**Aim:**
Nothing before the line containing "the fire engine in" belongs in the answer; quote that line and all lines after it through the end of the material, word for word.

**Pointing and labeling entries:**
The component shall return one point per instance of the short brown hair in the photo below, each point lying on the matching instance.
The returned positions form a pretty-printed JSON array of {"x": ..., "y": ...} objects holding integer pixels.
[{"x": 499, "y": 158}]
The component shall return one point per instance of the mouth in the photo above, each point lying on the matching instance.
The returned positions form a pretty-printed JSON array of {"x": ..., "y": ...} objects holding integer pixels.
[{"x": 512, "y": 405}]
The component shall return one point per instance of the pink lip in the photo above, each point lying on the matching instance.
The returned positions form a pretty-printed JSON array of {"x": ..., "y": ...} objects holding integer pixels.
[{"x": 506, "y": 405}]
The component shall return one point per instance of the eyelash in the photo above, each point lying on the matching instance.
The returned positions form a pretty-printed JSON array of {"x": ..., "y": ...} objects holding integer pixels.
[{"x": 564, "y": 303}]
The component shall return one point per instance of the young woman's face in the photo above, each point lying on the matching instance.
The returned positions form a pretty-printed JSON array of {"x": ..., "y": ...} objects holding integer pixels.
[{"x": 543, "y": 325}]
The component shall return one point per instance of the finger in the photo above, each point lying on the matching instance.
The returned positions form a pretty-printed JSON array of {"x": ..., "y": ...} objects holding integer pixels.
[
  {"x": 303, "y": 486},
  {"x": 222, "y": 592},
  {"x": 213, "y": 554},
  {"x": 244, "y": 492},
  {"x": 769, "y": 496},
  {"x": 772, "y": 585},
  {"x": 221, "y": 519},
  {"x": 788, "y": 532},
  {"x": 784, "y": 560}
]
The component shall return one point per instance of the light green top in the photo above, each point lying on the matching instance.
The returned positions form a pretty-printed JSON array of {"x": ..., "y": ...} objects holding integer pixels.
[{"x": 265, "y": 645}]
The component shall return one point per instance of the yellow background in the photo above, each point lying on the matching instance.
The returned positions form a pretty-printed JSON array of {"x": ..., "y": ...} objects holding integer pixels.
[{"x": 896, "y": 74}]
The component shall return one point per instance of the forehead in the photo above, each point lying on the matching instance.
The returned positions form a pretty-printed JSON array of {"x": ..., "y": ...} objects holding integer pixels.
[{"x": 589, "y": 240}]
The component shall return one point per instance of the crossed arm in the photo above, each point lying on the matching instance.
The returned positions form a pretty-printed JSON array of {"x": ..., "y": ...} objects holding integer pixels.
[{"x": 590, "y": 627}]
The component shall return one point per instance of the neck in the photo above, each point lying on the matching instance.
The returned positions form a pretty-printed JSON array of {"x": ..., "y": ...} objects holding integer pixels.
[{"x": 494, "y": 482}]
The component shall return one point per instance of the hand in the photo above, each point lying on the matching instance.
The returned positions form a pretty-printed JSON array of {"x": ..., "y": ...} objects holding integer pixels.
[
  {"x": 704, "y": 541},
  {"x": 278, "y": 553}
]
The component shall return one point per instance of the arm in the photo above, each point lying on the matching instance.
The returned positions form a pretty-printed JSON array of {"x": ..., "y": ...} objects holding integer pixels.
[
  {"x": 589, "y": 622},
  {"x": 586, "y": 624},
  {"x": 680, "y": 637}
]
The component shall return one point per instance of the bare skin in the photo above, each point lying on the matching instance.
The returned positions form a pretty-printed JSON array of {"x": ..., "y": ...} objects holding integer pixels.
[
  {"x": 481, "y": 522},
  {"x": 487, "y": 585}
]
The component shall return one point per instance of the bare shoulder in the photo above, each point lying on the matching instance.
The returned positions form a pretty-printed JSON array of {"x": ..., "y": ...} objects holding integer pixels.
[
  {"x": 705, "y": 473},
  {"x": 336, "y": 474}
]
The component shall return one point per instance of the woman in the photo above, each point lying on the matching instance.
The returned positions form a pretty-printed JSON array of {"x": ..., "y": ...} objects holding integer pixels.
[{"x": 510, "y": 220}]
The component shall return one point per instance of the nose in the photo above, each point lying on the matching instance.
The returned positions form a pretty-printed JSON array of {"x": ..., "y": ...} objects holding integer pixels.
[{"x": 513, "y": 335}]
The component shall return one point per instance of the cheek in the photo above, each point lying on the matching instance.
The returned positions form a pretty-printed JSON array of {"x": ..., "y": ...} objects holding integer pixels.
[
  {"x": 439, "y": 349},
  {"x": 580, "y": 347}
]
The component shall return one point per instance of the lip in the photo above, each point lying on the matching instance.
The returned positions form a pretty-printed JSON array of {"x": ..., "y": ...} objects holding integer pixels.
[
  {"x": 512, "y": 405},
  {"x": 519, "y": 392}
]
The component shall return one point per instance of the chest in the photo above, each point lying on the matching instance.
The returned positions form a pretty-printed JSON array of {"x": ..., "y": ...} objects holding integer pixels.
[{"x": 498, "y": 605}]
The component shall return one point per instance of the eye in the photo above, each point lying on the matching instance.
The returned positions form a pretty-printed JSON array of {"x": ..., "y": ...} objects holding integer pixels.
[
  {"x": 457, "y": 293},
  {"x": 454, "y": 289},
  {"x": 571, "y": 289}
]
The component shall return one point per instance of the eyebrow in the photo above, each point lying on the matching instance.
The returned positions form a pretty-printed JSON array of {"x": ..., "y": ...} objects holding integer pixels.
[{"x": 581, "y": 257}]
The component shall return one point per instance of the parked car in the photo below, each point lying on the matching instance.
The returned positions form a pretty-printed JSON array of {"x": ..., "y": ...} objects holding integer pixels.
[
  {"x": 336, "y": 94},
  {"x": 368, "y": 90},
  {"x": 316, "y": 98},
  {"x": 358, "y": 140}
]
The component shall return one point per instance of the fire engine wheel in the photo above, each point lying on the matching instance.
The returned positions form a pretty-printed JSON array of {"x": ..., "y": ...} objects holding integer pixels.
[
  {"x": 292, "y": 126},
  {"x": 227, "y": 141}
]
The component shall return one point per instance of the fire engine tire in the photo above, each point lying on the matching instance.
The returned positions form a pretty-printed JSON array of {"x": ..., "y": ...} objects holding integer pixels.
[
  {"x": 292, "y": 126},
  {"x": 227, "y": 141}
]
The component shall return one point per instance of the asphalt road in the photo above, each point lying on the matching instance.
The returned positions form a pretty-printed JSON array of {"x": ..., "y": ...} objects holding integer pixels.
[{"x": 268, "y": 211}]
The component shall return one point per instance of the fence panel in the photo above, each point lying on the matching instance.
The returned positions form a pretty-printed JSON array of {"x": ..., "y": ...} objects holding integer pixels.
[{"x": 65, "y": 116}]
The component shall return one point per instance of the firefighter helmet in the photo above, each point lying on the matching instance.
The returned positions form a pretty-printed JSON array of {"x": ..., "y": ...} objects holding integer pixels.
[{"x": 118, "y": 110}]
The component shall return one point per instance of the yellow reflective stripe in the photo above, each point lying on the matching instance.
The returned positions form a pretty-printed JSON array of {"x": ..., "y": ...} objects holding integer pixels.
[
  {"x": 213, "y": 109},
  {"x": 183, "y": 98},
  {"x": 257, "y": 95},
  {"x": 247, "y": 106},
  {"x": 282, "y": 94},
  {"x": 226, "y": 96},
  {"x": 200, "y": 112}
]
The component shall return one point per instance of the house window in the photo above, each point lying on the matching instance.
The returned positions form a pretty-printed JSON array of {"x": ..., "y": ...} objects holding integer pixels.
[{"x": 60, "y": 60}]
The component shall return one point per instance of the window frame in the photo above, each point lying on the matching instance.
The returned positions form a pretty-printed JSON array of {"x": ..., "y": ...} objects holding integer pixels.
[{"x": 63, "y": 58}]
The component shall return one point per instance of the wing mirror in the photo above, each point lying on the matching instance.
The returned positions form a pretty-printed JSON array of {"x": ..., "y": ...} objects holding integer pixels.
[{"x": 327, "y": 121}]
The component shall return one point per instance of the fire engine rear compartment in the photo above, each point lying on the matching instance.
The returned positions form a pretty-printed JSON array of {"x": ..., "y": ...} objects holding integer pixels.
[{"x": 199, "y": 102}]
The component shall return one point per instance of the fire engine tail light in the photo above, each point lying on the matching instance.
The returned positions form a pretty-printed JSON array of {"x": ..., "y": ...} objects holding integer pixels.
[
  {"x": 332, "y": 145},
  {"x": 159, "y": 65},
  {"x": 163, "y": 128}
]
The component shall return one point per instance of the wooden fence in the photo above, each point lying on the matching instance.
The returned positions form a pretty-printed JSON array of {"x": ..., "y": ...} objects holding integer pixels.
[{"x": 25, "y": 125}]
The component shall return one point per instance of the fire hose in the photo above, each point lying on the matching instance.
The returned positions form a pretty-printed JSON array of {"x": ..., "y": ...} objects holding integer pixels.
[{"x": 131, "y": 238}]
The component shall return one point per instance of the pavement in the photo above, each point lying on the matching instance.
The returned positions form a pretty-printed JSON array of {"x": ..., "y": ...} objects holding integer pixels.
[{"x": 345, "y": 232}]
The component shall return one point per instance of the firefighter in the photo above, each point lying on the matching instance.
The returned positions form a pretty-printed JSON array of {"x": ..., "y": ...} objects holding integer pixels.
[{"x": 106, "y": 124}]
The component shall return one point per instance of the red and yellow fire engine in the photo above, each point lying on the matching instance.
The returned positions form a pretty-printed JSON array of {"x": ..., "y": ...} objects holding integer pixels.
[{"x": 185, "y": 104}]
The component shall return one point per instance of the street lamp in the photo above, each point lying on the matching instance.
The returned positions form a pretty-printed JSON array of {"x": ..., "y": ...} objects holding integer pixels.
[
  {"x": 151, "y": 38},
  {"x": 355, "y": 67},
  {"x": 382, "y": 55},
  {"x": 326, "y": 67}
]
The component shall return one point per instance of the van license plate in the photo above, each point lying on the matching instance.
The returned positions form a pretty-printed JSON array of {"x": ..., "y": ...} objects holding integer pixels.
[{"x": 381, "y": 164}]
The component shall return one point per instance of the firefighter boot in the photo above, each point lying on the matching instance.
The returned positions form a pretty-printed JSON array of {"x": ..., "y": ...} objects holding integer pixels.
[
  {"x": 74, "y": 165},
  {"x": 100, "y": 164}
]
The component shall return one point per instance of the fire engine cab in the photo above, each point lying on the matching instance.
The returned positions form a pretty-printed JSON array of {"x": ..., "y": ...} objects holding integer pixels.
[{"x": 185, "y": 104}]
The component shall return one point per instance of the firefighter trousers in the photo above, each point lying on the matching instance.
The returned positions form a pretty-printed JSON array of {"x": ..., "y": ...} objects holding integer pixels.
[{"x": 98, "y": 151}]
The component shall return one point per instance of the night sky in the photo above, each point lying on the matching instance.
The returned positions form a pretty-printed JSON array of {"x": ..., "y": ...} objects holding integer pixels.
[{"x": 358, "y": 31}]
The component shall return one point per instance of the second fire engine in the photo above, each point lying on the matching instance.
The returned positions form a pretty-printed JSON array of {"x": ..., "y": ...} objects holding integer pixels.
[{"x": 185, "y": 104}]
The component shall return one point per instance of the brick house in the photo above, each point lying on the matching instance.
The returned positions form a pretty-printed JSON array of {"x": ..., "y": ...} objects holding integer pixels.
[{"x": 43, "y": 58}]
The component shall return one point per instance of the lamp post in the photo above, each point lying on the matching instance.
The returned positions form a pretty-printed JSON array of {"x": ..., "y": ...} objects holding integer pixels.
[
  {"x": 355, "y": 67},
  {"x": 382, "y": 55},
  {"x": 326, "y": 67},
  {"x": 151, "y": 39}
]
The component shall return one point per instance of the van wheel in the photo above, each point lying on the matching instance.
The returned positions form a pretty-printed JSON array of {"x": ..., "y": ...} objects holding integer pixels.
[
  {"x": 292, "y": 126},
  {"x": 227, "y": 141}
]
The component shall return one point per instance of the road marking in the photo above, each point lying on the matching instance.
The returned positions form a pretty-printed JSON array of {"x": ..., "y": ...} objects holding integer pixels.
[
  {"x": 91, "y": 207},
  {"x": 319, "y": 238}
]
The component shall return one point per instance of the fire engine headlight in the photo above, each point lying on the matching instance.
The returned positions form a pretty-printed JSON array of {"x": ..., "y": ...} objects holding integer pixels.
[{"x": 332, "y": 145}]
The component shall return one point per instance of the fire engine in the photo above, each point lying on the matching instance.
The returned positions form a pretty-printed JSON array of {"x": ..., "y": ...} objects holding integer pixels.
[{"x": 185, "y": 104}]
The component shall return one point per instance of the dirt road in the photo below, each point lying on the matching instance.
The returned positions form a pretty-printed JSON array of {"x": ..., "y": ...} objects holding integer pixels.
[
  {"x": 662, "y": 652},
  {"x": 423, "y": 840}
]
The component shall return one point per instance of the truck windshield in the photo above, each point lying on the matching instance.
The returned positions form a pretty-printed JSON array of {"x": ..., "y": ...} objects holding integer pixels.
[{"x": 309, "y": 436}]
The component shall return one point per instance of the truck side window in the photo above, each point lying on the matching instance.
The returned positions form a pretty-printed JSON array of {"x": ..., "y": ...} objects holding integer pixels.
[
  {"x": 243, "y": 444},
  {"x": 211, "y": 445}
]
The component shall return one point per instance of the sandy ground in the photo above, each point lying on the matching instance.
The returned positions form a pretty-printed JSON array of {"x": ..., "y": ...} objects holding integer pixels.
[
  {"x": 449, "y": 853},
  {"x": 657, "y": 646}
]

**Finished task:**
The component shall return one point per instance of the fire engine in the photo above, each point lying on the matching instance.
The returned positions form a pretty-printed JSON array of {"x": ..., "y": ...} objects holding integer pixels.
[{"x": 185, "y": 104}]
The component shall return one point per instance of the dirt road in the photo below, each point lying on the matching instance.
The returned positions form a pretty-printed JSON array of {"x": ..., "y": ...} objects holding integer pixels.
[
  {"x": 662, "y": 652},
  {"x": 423, "y": 840}
]
The component shall return one point per instance of the truck windshield in the photo above, each point lying on the matching instance.
The returned positions form a pretty-printed JSON array of {"x": ..., "y": ...} objects holding integer pixels.
[{"x": 309, "y": 436}]
The component shall return one point per instance of the truck side window in the photo above, each point lying on the matching instance.
The returned positions form a pretty-printed JSON array of {"x": ..., "y": ...} objects holding integer pixels.
[
  {"x": 243, "y": 444},
  {"x": 211, "y": 445}
]
The component shall return one point per instance of the sandy ground in the photo above, each point lying on the matching instance.
The returned positions form a pretty-printed JSON array of {"x": ..., "y": ...} objects holding integer pixels.
[
  {"x": 449, "y": 853},
  {"x": 657, "y": 646}
]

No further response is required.